=== Source document ===

Bijection between a variety $X$ and $\hom(k[X], k)$ I have seen a theorem some time ago, and I don't remember the exact assumptions, so there may be some mistakes. The statement is the following: 
If $X$ is an affine variety over an algebraically closed field $k$, then there exists a bijection between $X$ and $\hom(k[X],k)$. 
I would like to prove this theorem. What I did so far is to associate for each $x\in X$ the function $\phi_x\in\hom(k[X],k)$, defined by $\phi_x(f) = f(x)$, for each $f\in K[X]$. This association is clearly injective. However, I am not able to prove surjectivity. How can you show that any morphism $\phi: k[X]\to k$ can be written as an evaluation map on some element $x\in X$?
Thanks!
 A: 1) Suppose $X=k^n$,  so that $k[X]=k[T_1,\cdots,T_n]$.
A $k$-algebra homomorphism $\Phi:k[T_1,\cdots,T_n]\to k$ sends $T_i$ to some $a_i\in k$ and is thus of the form $f(T_1,\cdots,T_n)\mapsto f(a_1,\cdots,a_n)$.
In other words,  $\Phi=ev_a$ for $a=(a_1,\cdots,a_n)\in k^n$.  
2) If now $X\subset k^n$ is an algebraic set with ideal $I=I(X)\subset k^n$, we have $k[X]=k[T_1,\cdots,T_n]/I$.
A $k$-algebra homomorphism $\phi:k[X]=k[T_1,\cdots,T_n]/I\to k$ is necessarily obtained from a $k$-algebra homomorphism $\Phi:k[T_1,\cdots,T_n]\to k$  vanishing on $I$ by the recipe $$\phi (\overline{f(T_1,\cdots,T_n)})=\Phi(f(T_1,\cdots,T_n))$$
Taking the result in 1) into account we can write $\phi (\overline{f(T_1,\cdots,T_n)})=f(a)$ for some $a\in k^n$, since $\Phi =ev_a$.
But  $\Phi$ vanishes on $I$, so that we have $\Phi(f)=f(a)=0$ for all $f\in I$. Hence $a\in X$, since $V(I)=X$.  
Conclusion
We have proved that for all affine algebraic sets over $k$, any $k$-algebra homomorphism $\phi:k[X]\to k$ is given by evaluation at some $a\in X$ without using the Nullstellensatz nor the fact that $k$ is algebraically closed !

=== Dataset ===

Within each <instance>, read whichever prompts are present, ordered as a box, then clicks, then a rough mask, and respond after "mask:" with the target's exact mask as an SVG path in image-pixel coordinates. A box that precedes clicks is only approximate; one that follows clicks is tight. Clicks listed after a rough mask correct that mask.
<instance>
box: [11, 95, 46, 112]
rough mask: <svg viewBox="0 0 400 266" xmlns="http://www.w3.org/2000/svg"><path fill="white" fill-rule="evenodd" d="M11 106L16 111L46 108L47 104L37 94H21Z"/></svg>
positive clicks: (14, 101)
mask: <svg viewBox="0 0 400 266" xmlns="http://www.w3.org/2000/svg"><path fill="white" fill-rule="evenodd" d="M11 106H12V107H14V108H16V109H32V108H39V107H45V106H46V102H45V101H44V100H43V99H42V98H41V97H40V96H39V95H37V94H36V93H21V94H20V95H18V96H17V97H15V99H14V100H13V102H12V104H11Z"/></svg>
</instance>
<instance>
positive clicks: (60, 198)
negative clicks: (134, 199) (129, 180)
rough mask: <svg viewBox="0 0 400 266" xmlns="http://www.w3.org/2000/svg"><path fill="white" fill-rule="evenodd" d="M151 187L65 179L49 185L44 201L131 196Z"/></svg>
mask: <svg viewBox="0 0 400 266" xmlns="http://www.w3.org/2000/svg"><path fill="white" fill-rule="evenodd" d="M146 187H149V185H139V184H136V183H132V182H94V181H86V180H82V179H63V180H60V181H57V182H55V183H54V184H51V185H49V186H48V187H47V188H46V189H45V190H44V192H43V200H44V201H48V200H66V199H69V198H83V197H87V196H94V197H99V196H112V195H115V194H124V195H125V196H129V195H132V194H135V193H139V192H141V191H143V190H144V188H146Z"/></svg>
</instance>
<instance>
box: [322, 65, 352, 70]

===

#### Action item
In the forum thread on evaluation maps and affine varieties, which two things does the conclusion say the proof does without?

#### Completed exercise
The Nullstellensatz and the fact that $k$ is algebraically closed.